— Start of Records to process —

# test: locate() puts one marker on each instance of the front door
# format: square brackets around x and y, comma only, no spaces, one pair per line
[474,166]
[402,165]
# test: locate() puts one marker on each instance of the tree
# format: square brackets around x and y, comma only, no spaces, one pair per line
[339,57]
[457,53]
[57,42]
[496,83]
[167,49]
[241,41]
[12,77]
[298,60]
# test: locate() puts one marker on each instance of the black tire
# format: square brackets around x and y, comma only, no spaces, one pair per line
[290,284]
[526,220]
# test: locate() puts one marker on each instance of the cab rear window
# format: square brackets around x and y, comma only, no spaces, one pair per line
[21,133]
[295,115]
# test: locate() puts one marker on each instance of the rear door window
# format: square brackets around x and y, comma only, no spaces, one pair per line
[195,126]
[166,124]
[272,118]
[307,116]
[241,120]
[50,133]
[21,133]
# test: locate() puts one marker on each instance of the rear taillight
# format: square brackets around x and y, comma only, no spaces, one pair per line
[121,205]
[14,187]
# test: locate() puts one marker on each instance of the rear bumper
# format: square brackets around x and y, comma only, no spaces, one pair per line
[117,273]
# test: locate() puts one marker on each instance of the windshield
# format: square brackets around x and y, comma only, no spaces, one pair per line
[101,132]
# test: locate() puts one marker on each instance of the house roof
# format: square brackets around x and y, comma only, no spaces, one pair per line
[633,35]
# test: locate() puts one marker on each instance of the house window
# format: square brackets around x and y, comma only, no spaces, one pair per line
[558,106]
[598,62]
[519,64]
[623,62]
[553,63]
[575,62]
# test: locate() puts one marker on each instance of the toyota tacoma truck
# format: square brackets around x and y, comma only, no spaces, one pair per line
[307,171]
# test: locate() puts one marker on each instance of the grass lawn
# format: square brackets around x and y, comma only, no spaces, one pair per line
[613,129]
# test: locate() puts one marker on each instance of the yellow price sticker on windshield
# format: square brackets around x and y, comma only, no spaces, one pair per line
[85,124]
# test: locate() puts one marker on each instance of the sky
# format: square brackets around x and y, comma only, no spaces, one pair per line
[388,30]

— End of Records to process —

#### [What is required]
Can you copy every line of the records above, character for character, with nothing changed?

#### [Result of this task]
# test: locate() puts one marker on each instance of the front door
# format: square brackets around x and y, comma only, no spaces, one pair per line
[474,166]
[402,165]
# test: locate() puts one marker on each instance of the tree
# format: square brackets around x and y, comma only, no spaces, one pair per line
[339,57]
[457,53]
[57,42]
[496,83]
[167,49]
[241,41]
[12,77]
[298,60]
# test: locate() puts one marker on each instance of the black tire
# format: square brackets around x and y, comma only, no spaces, one pair per line
[290,284]
[526,220]
# test: locate() puts one marker on each instance of the cab rear window
# format: square brackets around x and y, comma only, no spaces, one pair per line
[21,133]
[295,115]
# test: locate() puts one marker on each instance of the rear door window
# format: square brackets around x and y, comma only, no spaces, one pair per line
[195,126]
[166,124]
[272,118]
[307,116]
[241,120]
[50,133]
[21,133]
# test: locate() puts one marker on each instance of the rear taillight
# format: square brackets around x and y, comma only, no spaces, one pair per line
[121,205]
[14,187]
# test: locate() puts one marker on each instance of the rear bumper
# format: square brackets around x and y, comma only, no spaces, one pair per line
[117,273]
# test: locate() puts one marker on each instance of the windshield
# format: square brackets around x and y, comma only, no spaces, one pair per line
[101,132]
# test: locate() puts one marker on each instance of the house roof
# format: square brackets around x and y, comma only, no spaces, one pair per line
[633,35]
# test: locate() puts one marker on each instance of the house window
# format: square brackets around x and y, comma only, no spaces, one pair per line
[558,106]
[598,62]
[519,64]
[623,62]
[553,63]
[575,62]
# test: locate() puts one marker on each instance of the toyota tacoma truck
# format: square brackets around x and y, comma only, no spaces, one pair per line
[307,171]
# test: locate() puts one marker on each instance of the grass lawn
# format: square brackets around x and y, comma only, no spaces, one pair per line
[613,129]
# test: locate() puts one marker on each instance of the yellow price sticker on windshield
# format: square brackets around x and y, comma only, no spaces, one pair per line
[85,124]
# test: locate() puts one marker on each instance of the sky
# format: square brackets around x and y, comma only, no spaces, one pair per line
[388,30]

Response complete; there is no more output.